Make an exact copy of all the data.

::: MATERIAL :::

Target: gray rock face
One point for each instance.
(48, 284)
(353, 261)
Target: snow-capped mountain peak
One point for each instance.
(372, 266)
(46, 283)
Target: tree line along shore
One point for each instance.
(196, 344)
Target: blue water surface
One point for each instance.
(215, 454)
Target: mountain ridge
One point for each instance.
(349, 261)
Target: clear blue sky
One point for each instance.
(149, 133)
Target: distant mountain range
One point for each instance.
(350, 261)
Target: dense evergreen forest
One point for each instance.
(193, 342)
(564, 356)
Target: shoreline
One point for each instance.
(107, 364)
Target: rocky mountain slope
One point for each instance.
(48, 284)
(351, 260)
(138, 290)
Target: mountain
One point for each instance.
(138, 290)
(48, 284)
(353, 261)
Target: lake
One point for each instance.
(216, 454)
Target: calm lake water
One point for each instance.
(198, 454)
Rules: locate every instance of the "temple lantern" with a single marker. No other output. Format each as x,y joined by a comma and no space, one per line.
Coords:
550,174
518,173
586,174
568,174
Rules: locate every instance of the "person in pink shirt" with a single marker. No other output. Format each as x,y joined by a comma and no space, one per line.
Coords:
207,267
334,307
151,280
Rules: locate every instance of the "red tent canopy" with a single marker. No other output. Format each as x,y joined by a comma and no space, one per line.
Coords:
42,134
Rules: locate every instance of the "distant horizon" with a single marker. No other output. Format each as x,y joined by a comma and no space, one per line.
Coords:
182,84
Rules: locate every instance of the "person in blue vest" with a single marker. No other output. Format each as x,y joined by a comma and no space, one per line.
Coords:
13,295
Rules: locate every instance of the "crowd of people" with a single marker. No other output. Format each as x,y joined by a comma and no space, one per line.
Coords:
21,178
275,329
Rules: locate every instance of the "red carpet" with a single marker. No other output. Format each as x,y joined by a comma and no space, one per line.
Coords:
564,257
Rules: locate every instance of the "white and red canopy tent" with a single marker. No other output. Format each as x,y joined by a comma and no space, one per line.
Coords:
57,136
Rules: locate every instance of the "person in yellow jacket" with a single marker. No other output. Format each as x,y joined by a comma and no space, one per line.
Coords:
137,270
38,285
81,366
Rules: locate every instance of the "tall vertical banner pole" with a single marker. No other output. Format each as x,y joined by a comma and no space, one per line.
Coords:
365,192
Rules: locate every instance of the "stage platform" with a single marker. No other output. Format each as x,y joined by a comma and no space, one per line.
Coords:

:::

SOLUTION FOR THIS PROBLEM:
Target: gray rock face
One point for each instance.
(48, 284)
(353, 261)
Target: snow-capped mountain peak
One point for each instance.
(372, 266)
(46, 283)
Target: tree line along shore
One point for each instance.
(196, 344)
Target: blue water surface
One point for each instance.
(215, 454)
Target: mountain ridge
One point for each instance.
(349, 261)
Target: clear blue sky
One point for each instance.
(149, 133)
Target: distant mountain range
One point for each instance.
(350, 261)
Target: dense evergreen forest
One point for each instance.
(193, 342)
(564, 356)
Target: shoreline
One point for each instance.
(107, 364)
Target: rocky mountain slope
One point for each instance.
(48, 284)
(351, 260)
(138, 290)
Target: mountain
One point for each instance.
(138, 290)
(48, 284)
(353, 261)
Target: lake
One point for each instance.
(216, 454)
Target: calm lake water
One point for each instance.
(198, 454)
Rules: locate every instance of the "temple lantern" with a single marker. No other output. Format each as x,y joined by a comma and no space, one per line.
Coords:
550,174
518,173
586,174
568,174
Rules: locate every instance of the "person in pink shirt" with a single marker. No other output. Format each as x,y joined by a comma and no space, one per line.
Coords:
207,267
334,307
151,280
Rules: locate every instance of the "red tent canopy" with a single marker. No other output. Format each as x,y joined by a comma and no space, one per line.
Coords:
42,134
Rules: locate every instance of the "distant horizon" with a single marker. No other output. Format each as x,y joined by a comma and no space, one per line.
Coords:
182,84
Rules: locate every instance of the "person in blue vest" with a single marker. No other output. Format each as x,y joined by a comma and no space, one per line.
Coords:
13,295
Rules: locate every instance of the "crowd of people" with a single marker. No other output. Format each as x,y joined by a comma and no space, one per line.
Coords:
21,178
275,329
Rules: locate every instance of the "red carpet" with a single marker. No other output. Format each as x,y joined by a comma and no space, one per line.
Coords:
564,257
Rules: locate every instance of the "white and red canopy tent" with a single marker. No other output. Format each as x,y joined by a comma and no space, one per line.
Coords:
57,136
Rules: locate every instance of the "person in yellow jacket" with a single marker. No other output. Format each as x,y joined by a comma and no space, one per line.
Coords:
137,270
38,285
81,366
Rules: locate every instance of the "tall vertical banner pole" with a single marker. No other output. Format each as x,y joined by a comma and no space, one per line.
Coords:
365,192
Rules: locate every instance of the "stage platform" with a single marker. No other output. Format each as x,y joined by a comma and no space, one per line.
Coords:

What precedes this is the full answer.